** Start DATA FOR THIS EXERCISE **

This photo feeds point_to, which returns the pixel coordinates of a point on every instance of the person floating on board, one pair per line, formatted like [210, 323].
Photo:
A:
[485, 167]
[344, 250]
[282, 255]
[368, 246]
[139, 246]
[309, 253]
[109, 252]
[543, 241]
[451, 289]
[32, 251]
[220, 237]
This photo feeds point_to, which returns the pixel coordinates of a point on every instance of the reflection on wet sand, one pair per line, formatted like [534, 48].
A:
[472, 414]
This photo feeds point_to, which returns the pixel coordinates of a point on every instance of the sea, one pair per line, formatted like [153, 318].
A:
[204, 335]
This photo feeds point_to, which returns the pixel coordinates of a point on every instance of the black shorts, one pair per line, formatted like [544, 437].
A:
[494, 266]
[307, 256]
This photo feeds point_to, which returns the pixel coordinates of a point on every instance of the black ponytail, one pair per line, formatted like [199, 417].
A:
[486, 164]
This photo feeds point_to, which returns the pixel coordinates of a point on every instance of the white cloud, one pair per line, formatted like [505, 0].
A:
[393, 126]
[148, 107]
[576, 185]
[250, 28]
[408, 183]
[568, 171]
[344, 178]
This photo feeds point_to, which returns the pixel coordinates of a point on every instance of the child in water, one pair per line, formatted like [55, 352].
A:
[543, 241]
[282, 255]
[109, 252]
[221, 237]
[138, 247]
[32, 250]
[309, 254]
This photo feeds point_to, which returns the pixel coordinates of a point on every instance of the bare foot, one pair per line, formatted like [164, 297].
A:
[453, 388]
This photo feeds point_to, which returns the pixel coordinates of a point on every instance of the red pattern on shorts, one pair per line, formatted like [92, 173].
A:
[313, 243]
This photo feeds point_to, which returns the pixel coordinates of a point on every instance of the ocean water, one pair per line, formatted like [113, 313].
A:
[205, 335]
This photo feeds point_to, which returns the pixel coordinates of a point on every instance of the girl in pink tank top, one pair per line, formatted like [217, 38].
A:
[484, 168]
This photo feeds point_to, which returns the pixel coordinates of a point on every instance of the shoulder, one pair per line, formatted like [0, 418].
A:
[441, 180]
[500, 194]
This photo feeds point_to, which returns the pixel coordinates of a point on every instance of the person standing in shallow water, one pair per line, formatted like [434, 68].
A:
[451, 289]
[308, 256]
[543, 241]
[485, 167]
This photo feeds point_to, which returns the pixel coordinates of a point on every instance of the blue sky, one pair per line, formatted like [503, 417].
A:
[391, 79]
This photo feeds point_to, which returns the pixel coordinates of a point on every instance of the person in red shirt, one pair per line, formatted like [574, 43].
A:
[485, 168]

** End DATA FOR THIS EXERCISE **

TO BE DONE:
Locate the line that contains "like [434, 68].". Repeat it and every line after it, up to and including the final line, exactly.

THE REPLY:
This photo feeds point_to, which returns the pixel coordinates of a point on every instance of the person standing in shallow water, one pair per line, formatted like [434, 68].
A:
[451, 289]
[308, 256]
[543, 241]
[485, 167]
This photo feeds point_to, which returns the pixel coordinates of a point on every instance of the blue sky, one pair per line, formatted like [503, 417].
A:
[391, 79]
This photo feeds point_to, which returns the pixel coordinates of a point on every instance of the person in red shirt, one pair per line, formatted like [574, 43].
A:
[485, 168]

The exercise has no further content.